*What the exercise asks:*
Starting at the line that contains "One keypoint belongs on each instance. Annotate the murky", restate each line word for word through the final line of the data, keeping both ends.

Named object pointing entries
##########

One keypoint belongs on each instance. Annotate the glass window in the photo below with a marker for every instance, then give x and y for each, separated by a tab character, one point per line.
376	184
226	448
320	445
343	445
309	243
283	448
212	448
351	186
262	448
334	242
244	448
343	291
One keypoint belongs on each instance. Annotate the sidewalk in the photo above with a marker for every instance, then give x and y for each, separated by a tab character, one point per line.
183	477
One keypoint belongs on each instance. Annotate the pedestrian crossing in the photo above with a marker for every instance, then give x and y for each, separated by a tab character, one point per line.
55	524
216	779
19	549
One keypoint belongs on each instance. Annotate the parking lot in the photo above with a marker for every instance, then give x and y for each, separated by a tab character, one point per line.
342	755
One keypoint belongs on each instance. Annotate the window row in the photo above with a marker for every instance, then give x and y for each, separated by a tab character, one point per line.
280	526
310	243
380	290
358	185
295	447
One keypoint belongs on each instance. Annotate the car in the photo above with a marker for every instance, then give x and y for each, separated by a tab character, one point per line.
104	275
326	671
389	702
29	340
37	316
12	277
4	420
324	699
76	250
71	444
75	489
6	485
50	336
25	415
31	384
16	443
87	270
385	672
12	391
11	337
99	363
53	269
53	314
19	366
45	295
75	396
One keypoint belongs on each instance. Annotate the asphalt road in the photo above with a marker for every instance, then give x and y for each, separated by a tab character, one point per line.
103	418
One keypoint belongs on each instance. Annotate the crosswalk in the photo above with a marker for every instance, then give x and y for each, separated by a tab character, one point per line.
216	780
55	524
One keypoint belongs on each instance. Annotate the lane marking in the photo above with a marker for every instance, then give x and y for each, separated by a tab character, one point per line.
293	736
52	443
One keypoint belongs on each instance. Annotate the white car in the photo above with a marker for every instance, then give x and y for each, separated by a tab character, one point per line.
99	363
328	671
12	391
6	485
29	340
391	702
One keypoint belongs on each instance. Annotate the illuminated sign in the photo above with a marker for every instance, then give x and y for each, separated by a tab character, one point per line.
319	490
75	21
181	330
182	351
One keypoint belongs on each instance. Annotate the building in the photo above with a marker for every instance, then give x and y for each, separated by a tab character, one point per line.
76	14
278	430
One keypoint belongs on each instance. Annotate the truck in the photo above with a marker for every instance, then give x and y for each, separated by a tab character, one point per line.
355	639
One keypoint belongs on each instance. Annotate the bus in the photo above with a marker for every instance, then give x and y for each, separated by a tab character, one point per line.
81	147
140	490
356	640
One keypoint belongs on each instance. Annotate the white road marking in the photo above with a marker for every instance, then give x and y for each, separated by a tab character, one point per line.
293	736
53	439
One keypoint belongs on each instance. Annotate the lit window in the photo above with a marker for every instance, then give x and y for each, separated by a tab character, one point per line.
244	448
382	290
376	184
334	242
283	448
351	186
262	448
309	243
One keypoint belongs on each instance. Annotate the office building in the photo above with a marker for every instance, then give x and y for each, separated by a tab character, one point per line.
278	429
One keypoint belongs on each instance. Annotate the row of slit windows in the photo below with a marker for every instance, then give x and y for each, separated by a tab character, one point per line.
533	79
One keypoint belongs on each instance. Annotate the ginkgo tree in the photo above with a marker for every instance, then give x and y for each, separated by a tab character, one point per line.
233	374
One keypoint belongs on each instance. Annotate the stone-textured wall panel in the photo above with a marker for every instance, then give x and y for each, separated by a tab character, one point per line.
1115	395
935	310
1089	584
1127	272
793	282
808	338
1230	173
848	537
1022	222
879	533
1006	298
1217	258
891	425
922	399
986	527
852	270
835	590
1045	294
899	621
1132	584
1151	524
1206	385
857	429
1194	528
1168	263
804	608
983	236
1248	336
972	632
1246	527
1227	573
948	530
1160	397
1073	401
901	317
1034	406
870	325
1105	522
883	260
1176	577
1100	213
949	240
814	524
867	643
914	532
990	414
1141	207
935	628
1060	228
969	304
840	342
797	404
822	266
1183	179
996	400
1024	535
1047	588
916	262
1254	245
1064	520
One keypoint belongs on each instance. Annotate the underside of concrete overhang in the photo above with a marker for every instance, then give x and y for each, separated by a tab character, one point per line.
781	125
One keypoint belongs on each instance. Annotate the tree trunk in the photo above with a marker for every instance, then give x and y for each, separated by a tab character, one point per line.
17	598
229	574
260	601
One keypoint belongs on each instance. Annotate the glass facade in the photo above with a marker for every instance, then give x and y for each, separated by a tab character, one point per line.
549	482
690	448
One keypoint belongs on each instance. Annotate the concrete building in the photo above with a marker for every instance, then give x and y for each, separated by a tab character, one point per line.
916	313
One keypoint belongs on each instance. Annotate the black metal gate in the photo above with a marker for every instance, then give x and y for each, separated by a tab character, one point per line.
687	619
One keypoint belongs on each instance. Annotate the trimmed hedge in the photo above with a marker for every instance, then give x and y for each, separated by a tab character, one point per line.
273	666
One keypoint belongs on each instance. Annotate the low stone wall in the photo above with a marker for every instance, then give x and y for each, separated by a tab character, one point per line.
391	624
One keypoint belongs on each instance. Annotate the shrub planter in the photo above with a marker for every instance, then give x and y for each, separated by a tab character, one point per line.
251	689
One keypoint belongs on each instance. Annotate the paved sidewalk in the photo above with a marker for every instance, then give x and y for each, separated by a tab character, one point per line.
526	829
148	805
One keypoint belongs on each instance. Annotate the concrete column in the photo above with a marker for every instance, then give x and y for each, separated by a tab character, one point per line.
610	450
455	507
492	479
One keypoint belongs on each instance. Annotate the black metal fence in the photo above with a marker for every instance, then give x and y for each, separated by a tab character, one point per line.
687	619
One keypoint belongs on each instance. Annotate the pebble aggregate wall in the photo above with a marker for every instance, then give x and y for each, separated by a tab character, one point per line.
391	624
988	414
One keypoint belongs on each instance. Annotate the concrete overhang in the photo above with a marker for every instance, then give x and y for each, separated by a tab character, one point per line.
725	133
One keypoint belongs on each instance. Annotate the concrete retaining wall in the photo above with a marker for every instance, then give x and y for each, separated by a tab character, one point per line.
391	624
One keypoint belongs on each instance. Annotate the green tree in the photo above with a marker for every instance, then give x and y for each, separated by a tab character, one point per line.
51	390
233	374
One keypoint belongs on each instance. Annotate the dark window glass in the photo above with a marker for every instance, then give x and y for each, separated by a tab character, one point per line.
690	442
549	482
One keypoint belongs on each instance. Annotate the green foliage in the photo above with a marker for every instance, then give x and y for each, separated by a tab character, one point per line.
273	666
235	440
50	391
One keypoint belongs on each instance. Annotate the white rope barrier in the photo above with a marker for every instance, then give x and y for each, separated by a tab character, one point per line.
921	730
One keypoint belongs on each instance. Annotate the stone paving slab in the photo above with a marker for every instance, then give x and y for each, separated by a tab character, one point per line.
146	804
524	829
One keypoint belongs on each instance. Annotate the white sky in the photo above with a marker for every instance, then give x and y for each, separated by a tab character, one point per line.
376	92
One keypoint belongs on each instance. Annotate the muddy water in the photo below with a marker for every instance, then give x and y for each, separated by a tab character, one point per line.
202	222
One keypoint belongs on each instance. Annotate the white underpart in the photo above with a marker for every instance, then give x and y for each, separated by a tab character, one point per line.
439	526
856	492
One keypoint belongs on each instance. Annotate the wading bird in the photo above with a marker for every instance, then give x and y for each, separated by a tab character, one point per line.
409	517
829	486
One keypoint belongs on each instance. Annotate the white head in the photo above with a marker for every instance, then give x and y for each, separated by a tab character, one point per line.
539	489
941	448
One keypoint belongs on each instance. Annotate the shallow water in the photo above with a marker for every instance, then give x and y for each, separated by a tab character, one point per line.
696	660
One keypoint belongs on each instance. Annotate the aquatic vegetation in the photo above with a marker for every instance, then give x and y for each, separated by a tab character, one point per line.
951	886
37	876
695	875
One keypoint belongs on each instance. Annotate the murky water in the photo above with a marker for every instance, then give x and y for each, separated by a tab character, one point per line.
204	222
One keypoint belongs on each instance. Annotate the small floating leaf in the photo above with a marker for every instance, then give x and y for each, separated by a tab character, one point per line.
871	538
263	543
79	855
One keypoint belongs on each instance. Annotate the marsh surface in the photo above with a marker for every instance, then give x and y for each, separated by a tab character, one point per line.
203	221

##########

*Complete output:*
One keypoint belongs on each instance. Annotate the murky water in the photo above with a marker for every instance, then give x and y for each, separated by a tab character, one point per line.
204	222
One keypoint belongs on each instance. Annotate the small floating leaf in the photo above with a marker for every instance, then give x and y for each, separated by a tab character, one point per line.
871	538
263	543
79	855
One keypoint belongs on each instance. Annotate the marsh surface in the photo above with a marker for every instance, then give x and y for each, separated by a tab character, one point per line.
203	221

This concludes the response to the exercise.